*** Recorded data
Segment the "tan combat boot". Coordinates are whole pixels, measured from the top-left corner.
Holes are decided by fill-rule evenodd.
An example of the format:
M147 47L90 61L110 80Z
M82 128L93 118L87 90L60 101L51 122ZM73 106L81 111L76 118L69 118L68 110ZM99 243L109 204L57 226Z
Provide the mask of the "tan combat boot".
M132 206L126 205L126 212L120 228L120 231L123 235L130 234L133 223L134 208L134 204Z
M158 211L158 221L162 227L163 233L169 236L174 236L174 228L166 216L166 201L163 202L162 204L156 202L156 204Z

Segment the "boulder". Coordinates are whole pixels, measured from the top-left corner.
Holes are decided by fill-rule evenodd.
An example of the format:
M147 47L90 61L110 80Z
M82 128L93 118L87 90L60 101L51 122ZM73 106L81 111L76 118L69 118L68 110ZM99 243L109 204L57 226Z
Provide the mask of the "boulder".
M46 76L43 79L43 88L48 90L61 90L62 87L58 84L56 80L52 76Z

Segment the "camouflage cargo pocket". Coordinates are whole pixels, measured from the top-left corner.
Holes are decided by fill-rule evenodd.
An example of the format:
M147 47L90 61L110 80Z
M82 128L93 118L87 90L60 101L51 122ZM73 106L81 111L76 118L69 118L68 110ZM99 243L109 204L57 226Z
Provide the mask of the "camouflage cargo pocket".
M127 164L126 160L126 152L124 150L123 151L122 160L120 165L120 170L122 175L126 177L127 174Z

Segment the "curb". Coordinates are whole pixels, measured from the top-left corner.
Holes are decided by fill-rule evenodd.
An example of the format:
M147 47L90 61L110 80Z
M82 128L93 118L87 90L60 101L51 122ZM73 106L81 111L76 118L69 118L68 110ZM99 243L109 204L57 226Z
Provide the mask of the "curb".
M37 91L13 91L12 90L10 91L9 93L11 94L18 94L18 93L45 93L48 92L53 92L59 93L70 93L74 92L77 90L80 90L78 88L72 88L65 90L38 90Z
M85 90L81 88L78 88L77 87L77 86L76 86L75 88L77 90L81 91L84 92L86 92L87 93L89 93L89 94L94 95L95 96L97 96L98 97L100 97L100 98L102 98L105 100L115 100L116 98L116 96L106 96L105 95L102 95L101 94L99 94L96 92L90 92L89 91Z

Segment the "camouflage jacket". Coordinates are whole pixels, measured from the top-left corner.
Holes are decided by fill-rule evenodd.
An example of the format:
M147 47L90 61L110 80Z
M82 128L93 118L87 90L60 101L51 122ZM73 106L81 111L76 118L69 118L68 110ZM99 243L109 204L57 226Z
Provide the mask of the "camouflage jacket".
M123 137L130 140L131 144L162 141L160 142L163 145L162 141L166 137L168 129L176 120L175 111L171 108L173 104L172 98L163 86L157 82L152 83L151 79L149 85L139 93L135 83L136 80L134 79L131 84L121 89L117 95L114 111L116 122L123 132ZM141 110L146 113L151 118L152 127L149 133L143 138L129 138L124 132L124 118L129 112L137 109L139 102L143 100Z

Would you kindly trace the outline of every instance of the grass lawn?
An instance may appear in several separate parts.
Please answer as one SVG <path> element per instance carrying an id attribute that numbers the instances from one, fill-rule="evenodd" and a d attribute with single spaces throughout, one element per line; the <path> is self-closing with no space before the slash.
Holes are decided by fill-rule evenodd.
******
▸ Exercise instructions: Reproduce all of the material above line for line, with no changes of any kind.

▸ Answer for the task:
Segment the "tan combat boot". Coordinates are whole pixels, measured from the top-left corner.
Holes are decided by fill-rule evenodd.
An example of the format:
M147 47L90 61L110 80Z
M82 128L93 118L87 90L60 101L51 122ZM73 106L81 111L76 118L69 118L68 110ZM99 243L109 204L57 226Z
Provide the mask of the "tan combat boot".
M132 206L126 205L126 212L120 228L120 231L123 235L130 234L133 223L134 208L134 204Z
M158 211L158 221L162 227L163 233L169 236L174 236L174 228L166 216L166 201L163 202L162 204L156 202L156 204Z

Segment the "boulder". Coordinates are whole pixels, measured from the top-left corner.
Holes are decided by fill-rule evenodd.
An example of the format:
M147 47L90 61L110 80Z
M82 128L93 118L87 90L60 101L51 122ZM73 106L81 111L76 118L69 118L68 110ZM99 243L109 204L57 226Z
Provide the mask of the "boulder".
M46 76L43 79L43 88L48 90L61 90L62 87L58 84L56 80L52 76Z

Segment the "camouflage cargo pocket". Coordinates are whole pixels, measured from the top-left corner.
Holes are decided by fill-rule evenodd.
An example of the format:
M147 47L90 61L110 80Z
M82 128L93 118L87 90L60 101L51 122ZM73 106L81 111L76 118L69 118L68 110ZM99 243L109 204L57 226Z
Provide the mask of the "camouflage cargo pocket".
M127 164L126 160L126 152L124 150L123 151L122 160L120 165L120 170L122 175L126 177L127 174Z

Segment the "curb". Coordinates are whole pixels, measured from the top-left corner.
Holes are decided by fill-rule evenodd.
An example of the format:
M147 47L90 61L110 80Z
M82 128L93 118L87 90L60 101L51 122ZM73 106L81 111L76 118L69 118L68 110ZM99 243L109 204L57 226Z
Provide the mask of the "curb".
M37 91L13 91L12 90L10 91L9 93L11 94L18 94L18 93L45 93L48 92L53 92L59 93L70 93L74 92L77 90L80 90L78 88L72 88L65 90L38 90Z
M85 90L81 88L78 88L77 87L77 86L76 86L75 88L77 90L81 91L84 92L86 92L87 93L89 93L89 94L94 95L95 96L97 96L98 97L100 97L100 98L102 98L105 100L115 100L116 98L116 96L106 96L105 95L102 95L101 94L99 94L96 92L90 92L89 91Z

Segment the "camouflage jacket". Coordinates are whole pixels, measured from the top-left corner.
Holes are decided by fill-rule evenodd.
An example of the format:
M147 47L90 61L110 80Z
M82 128L93 118L87 90L60 101L51 122ZM73 106L81 111L76 118L69 118L68 110ZM99 243L109 204L57 226Z
Provide the mask of the "camouflage jacket".
M123 137L130 140L131 144L162 141L160 142L163 145L162 141L166 137L168 129L176 120L175 111L171 108L173 104L172 98L163 86L157 82L152 83L151 79L149 85L139 93L135 83L136 80L134 79L131 84L121 89L117 95L114 111L116 122L123 132ZM141 110L146 113L151 118L152 127L149 133L143 138L129 138L124 132L124 118L129 112L137 109L139 102L143 100Z

Would you kindly trace the outline of every instance of the grass lawn?
An instance may appear in several separate parts.
Please answer as one SVG <path> element per instance carrying an id attribute that numbers the instances from one, fill-rule="evenodd" and a d attribute with single spaces throughout, one element per line; the <path> is self-closing with no space before the slash.
Holes are decided by fill-rule evenodd.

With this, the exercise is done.